### Excerpt to read
An Ode to the Octopus
For an animal closely related to a clam, these cephalopods are seriously complex—and they never cease to amaze.
- Animals
For an animal closely related to a clam, these cephalopods are seriously complex—and they never cease to amaze.
Octopuses are fascinating animals, and there’s seemingly no end to the list of their intriguing—and sometimes downright strange—characteristics. From independently operating arms and suckers to their inking technique to an alien-like circulatory system, here are some of our favorite facts about these magnificent mollusks.
The eight arms (not tentacles!) of an octopus are amazing appendages. Two-thirds of an octopus’s neurons can be found in its arms—which means that these limbs can operate without help from the central brain, allowing for some seriously impressive multitasking.
Each of an octopus’s eight arms is lined with rows of strong suckers, which change their shape and contract to create powerful suction. Like their arms, these suckers operate independently of one another. They can taste and smell, and they stick to practically every object they contact.

### Work request 1
From the octopus article, copy everything from "Octopuses are fascinating" down to "object they contact.".
### Work request 2
According to the octopus article, what share of an octopus's neurons are found in its arms?
### Work request 3
Rewrite the paragraph of the octopus article that begins "Each of an octopus's eight arms" as a short bulleted list that keeps its main facts.
Rely only on the octopus article for everything here.

(Saved entries)
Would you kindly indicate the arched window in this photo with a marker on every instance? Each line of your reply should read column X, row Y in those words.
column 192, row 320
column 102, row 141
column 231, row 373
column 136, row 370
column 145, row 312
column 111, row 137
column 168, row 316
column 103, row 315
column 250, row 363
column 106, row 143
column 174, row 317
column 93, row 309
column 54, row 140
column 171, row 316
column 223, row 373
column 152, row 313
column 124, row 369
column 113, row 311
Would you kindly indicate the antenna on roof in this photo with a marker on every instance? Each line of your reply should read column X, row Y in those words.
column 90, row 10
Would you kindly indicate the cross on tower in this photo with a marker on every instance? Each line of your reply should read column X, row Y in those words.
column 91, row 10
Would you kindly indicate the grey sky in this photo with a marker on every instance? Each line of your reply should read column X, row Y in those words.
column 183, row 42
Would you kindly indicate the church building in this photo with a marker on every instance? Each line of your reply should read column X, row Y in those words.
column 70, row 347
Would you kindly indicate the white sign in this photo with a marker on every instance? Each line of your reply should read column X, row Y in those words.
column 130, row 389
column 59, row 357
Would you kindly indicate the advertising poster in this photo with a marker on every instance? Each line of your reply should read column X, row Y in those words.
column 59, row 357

### Answer section 1
Octopuses are fascinating animals, and there’s seemingly no end to the list of their intriguing—and sometimes downright strange—characteristics. From independently operating arms and suckers to their inking technique to an alien-like circulatory system, here are some of our favorite facts about these magnificent mollusks.
The eight arms (not tentacles!) of an octopus are amazing appendages. Two-thirds of an octopus’s neurons can be found in its arms—which means that these limbs can operate without help from the central brain, allowing for some seriously impressive multitasking.
Each of an octopus’s eight arms is lined with rows of strong suckers, which change their shape and contract to create powerful suction. Like their arms, these suckers operate independently of one another. They can taste and smell, and they stick to practically every object they contact.

### Answer section 2
Two-thirds

### Answer section 3
- Each of the eight arms is lined with rows of strong suckers.
- The suckers change shape and contract to create powerful suction.
- They operate independently of one another, like the arms.
- They can taste and smell.
- They stick to practically every object they contact.